• TEXT FOR ANALYSIS:
Chapter 5 QC Plots Module

The QC Plots module performs basic QC analyses, as described in following paragraphs, on an uploaded dataset to evaluate integrity and quality of the data. The plots were generated using ggplot, plotly, ComplexHeatmap and pheatmap R packages.

5.1 PCA Plot

5.1.1 PCA Plot

The principle component analysis (PCA) plot displays, by default, the first 2 PC’s in the dataset and colors study groups with “none” selected in shape and size settings. This plot is highly customizable. Users can change the display by annotating the plot with different colors, shapes, size scheme, as well as label selected subsets data points.

To illustrate the strengths of customization, we changed a few display elements, including labeling Treatment by shape (red rectangle boxes), showing ellipsoid (blue rectangle boxes and arrows) and showing marginal rugs (green rectangle boxes) as shown below to visualize the influence of Age and Treatment on sample clustering:

These changes results in a PCA plot that showed that both Age and Treatment played some moderate effect that drives small separation among the groups although most of the samples are in a overlapped region. The Ellipsoid feature helps group samples by the color attribute, while the Marginal Rug feature helps understand the sample distribution along the axis.

Furthermore, the plot can be saved in high resolution by clicking on “Save to Output”. Section 19 of this document describes the next steps of downloading and obtaining the saved plots.

5.1.2 Eigenvalues

By default, the PCA plot displays PC1 and PC2 as described in Section 5.1. However, in many cases other PC’s may be important in explaining additional variance in the dataset. This sub-tab generates a plot of the variances versus the first 10 PCs in the dataset, enabling Users to make educated decisions of which PCs to plot in 2D scatter plot. In this dataset PC1 and PC2 together explain around 33% of the variance.

PC2 and PC3 were used to redo the PCA plot, but here the factors driving the separation of the samples is not as clear although we can see that the samples in the Old group are more spreading out.

5.1.3 PCA Loading Table

A PCA loading table for RNA-Seq data displays the loadings of each gene, which are the unit eigenvectors scaled by the square root of the eigenvalues. Genes with large positive or negative loadings have the greatest influence on the direction of the principal component. By comparing loadings across principal components, one can identify the genes that account for the most variation in the data.

By turn on the function to “Show PCA Loading”, users can see the top contributing genes in the PCA plot.

You can see that the top 5 genes in the PCA plot are consistent with the top 5 genes in the sorted PCA Loading table.

5.1.4 PCA 3D Plot

This sub-tab contains a way to perform 3D PCA representation. The functionality is limited to doing so only on PC1, PC2 and PC3. Users can zoom in and out to focus on different areas of the plot or rotate the plot in different axes to find the best separation by age as shown below. There are 5 attributes that can be changed: maximal number of principal components, color by group, ellipsoid inclusion, labels of the samples and color scheme.

The “Plot Ellipsoid” attribute was changed in the following plot. This highlights the boundaries of sample groups.

5.1.5 PCA 3D Interactive

This tab is similar to the previous one (5.4 PCA 3D Plot), but here users have the additional capability to hover over the samples on the plot to identify more details, see the pointer below. This was implemented through the plotly package in R. Users can change 4 attributes here: maximal number of principal components, color by group, shape by group, and color scheme.

• DATA BLOCK:
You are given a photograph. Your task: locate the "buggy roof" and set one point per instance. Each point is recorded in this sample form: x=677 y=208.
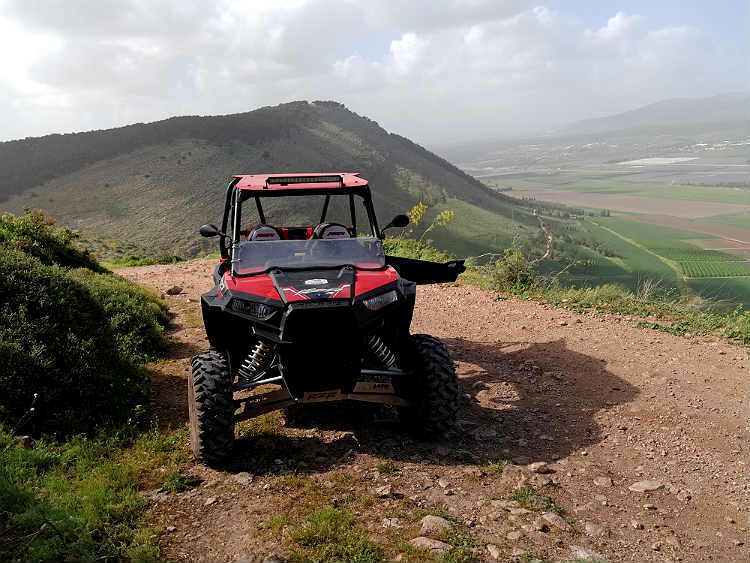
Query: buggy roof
x=312 y=181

• PROBLEM:
In the QC Plots module text, about what share of the variance do PC1 and PC2 together explain in the dataset?

• SOLUTION:
Around 33% of the variance.